A block of data:
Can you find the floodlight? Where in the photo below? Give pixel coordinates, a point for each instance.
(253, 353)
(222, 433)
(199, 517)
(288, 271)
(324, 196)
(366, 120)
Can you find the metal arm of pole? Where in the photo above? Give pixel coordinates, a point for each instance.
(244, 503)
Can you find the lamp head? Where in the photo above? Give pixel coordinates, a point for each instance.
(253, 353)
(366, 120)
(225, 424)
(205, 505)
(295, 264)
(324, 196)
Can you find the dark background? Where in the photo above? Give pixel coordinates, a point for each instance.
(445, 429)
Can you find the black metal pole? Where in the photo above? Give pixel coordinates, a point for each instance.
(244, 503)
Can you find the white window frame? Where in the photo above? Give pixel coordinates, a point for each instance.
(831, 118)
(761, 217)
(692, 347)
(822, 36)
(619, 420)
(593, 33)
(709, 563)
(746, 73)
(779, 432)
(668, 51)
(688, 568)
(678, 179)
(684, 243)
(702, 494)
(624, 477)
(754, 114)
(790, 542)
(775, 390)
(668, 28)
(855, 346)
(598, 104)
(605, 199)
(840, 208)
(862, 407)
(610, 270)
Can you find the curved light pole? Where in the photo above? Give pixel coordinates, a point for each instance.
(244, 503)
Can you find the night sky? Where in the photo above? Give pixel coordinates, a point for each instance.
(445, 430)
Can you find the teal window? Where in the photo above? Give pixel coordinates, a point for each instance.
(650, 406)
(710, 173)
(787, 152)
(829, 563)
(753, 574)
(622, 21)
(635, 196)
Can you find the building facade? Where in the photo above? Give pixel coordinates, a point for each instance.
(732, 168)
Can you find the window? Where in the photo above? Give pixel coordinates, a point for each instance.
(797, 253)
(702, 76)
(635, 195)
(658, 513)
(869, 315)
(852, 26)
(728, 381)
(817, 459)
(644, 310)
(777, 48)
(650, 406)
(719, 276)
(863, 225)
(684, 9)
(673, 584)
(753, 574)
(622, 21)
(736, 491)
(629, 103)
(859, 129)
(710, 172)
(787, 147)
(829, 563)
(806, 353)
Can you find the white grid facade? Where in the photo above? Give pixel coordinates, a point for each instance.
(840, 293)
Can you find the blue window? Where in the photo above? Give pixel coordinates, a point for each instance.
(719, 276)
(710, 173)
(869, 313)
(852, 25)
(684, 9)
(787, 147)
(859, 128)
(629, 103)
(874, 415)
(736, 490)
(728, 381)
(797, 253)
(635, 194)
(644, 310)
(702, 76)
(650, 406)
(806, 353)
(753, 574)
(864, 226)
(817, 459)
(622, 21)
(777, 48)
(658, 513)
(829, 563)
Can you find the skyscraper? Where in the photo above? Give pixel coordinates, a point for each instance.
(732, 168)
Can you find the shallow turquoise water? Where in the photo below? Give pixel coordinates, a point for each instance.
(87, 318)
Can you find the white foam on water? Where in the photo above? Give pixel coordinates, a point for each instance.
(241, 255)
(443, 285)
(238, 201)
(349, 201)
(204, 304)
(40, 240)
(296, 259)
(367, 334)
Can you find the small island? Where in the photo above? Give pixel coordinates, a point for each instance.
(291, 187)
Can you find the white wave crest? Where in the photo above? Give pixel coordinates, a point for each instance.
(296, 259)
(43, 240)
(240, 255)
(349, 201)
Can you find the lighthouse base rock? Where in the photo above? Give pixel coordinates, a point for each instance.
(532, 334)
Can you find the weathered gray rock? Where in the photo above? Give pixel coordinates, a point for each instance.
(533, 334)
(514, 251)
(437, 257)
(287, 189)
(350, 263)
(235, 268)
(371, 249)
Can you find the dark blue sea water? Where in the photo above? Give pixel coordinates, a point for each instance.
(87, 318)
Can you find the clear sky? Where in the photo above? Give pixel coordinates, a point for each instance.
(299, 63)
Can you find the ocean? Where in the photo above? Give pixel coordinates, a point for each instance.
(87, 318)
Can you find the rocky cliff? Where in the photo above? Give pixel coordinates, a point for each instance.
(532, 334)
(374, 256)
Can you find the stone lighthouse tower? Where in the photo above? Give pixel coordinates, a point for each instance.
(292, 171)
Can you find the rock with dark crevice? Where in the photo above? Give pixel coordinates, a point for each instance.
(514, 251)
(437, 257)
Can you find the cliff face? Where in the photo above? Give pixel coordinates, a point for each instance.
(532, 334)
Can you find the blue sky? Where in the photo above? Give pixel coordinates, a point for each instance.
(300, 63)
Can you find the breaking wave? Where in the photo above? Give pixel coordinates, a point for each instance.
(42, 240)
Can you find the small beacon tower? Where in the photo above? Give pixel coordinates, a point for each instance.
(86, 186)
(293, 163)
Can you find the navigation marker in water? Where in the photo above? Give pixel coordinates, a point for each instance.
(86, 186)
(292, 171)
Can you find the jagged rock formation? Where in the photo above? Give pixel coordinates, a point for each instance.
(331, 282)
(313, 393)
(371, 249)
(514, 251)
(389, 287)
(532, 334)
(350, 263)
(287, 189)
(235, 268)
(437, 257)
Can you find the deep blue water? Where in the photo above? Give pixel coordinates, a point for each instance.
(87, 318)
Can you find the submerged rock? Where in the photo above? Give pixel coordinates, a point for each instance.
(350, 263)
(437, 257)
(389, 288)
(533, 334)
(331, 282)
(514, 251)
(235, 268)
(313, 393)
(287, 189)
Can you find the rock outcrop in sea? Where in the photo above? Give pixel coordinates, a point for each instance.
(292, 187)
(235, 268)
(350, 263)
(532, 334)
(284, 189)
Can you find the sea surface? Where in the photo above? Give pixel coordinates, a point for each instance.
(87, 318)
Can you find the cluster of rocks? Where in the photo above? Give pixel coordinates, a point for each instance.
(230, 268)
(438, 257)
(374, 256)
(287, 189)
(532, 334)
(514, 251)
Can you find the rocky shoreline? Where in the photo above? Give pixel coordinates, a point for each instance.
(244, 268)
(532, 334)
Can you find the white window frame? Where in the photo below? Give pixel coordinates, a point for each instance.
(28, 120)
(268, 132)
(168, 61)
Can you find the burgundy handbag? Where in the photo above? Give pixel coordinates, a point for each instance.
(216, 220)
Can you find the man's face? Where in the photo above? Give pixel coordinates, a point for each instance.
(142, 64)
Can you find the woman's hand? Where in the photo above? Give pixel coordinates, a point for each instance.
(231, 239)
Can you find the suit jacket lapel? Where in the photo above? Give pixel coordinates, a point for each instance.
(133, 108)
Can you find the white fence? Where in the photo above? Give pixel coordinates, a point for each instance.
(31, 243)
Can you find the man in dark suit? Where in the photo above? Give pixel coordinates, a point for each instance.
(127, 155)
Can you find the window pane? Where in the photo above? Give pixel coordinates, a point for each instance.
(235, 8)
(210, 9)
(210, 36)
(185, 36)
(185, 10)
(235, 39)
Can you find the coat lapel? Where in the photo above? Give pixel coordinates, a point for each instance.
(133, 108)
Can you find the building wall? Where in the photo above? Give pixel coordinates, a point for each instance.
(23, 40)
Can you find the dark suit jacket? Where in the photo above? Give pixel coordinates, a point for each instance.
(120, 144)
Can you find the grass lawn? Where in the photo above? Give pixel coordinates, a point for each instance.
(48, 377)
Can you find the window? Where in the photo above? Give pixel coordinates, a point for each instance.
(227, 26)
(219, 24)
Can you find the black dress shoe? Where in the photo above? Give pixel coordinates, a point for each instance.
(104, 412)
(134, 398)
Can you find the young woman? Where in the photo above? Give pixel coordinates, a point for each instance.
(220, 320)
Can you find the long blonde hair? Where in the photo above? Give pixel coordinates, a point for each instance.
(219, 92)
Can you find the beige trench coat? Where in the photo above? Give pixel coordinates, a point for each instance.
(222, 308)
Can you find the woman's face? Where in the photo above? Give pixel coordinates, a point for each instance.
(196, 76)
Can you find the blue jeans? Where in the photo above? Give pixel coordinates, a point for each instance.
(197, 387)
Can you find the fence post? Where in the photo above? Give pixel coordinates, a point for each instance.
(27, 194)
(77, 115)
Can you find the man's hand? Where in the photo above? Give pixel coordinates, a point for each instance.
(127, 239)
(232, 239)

§ Direction
Copy out the lines again without any change, beginning with the line containing "Can you find the woman's face?" and continuing to the last line above.

§ Finished task
Can you find the woman's face? Where in the photo above? Give pixel coordinates, a point for each instance.
(196, 76)
Can you find the blue jeans? Where in the photo above? Give pixel coordinates, a point for each instance.
(197, 387)
Can you find the fence post? Where in the photo above? Give pixel coordinates, a point for each instance.
(27, 194)
(77, 115)
Can you find the man's hand? Where in the photo above? Give pixel coordinates, a point for each instance.
(127, 239)
(232, 239)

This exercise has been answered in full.